Two lines below mark the span: the one containing "Target: fingernail" and the one containing "Target: pale fish underside". Set down both, plus every line between, exactly as they stand, and nothing else.

• _Material to process_:
══════

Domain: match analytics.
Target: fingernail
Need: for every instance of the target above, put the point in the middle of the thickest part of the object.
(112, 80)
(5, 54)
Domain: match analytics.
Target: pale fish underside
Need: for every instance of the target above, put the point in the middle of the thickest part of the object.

══════

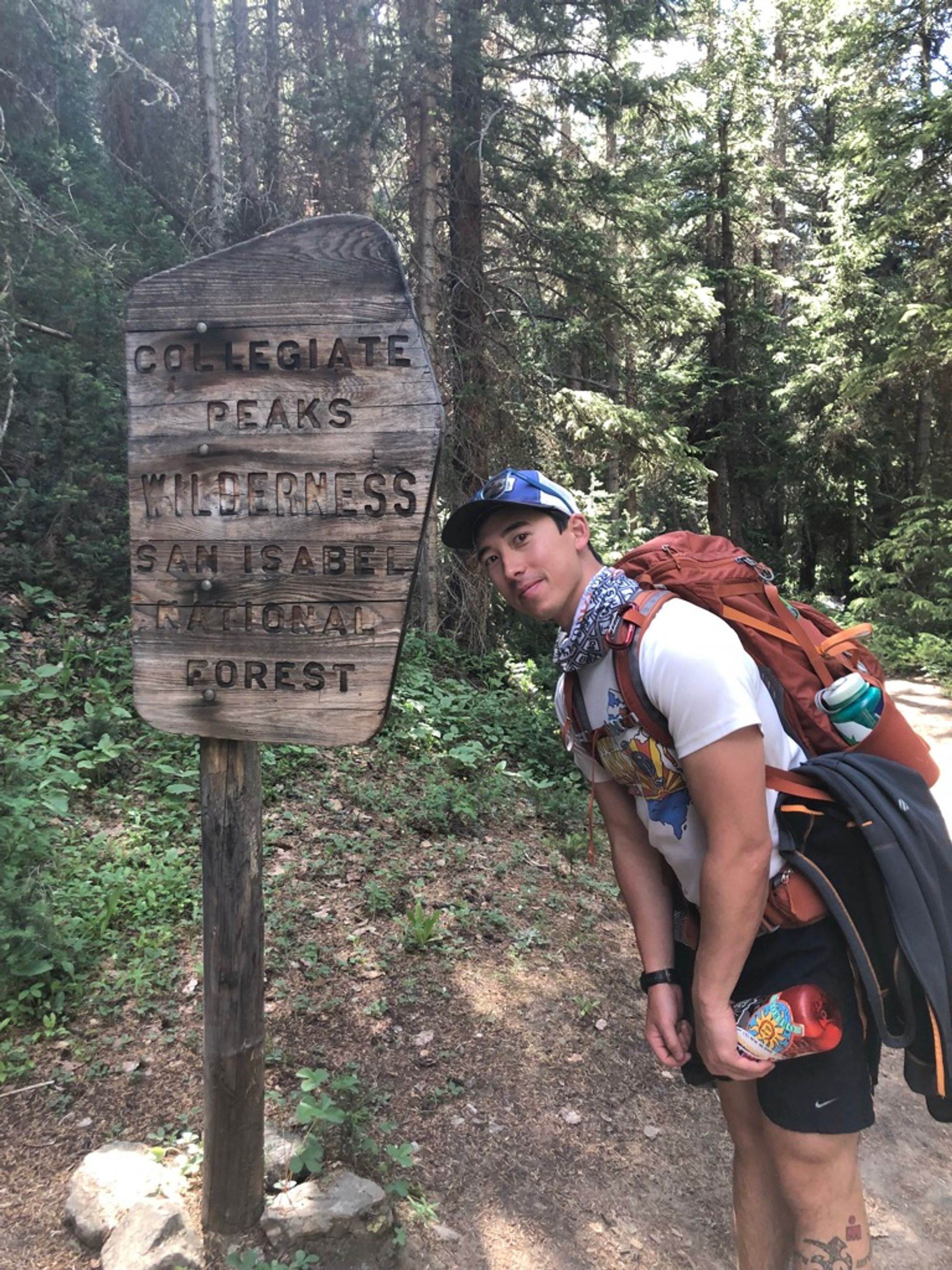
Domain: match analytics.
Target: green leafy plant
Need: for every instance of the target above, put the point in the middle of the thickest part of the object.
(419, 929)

══════

• _Answer to this exercise_:
Target: fingernail
Need: for every instance of the target above, put the point in the middle of the thickest part of the object.
(112, 80)
(5, 54)
Domain: match analytics.
Target: pale fish underside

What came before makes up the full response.